Give back the entire listing verbatim.

Extracted records:
<<<<

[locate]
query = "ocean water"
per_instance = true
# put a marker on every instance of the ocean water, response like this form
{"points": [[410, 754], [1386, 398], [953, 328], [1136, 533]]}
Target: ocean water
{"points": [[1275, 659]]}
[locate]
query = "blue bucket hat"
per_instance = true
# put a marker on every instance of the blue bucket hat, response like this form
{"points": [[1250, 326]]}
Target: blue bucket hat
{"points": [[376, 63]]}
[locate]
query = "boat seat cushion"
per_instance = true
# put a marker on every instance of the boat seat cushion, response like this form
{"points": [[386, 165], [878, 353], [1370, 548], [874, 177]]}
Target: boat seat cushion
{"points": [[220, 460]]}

>>>>

Final result:
[locate]
query = "ocean water"
per_instance = true
# put a marker on every instance of the ocean water, response like this form
{"points": [[410, 754], [1386, 398], [953, 328], [1136, 533]]}
Target: ocean water
{"points": [[1275, 659]]}
[locate]
query = "blue bucket hat"
per_instance = true
# put a marker on every instance of the blue bucket hat, response like this form
{"points": [[1250, 326]]}
Target: blue bucket hat
{"points": [[376, 63]]}
[locate]
query = "boat seat cushion"
per_instance = true
# put a marker on every instance of the boat seat cushion, response like this form
{"points": [[386, 165], [878, 353], [1370, 548], [874, 177]]}
Target: boat seat cushion
{"points": [[220, 460]]}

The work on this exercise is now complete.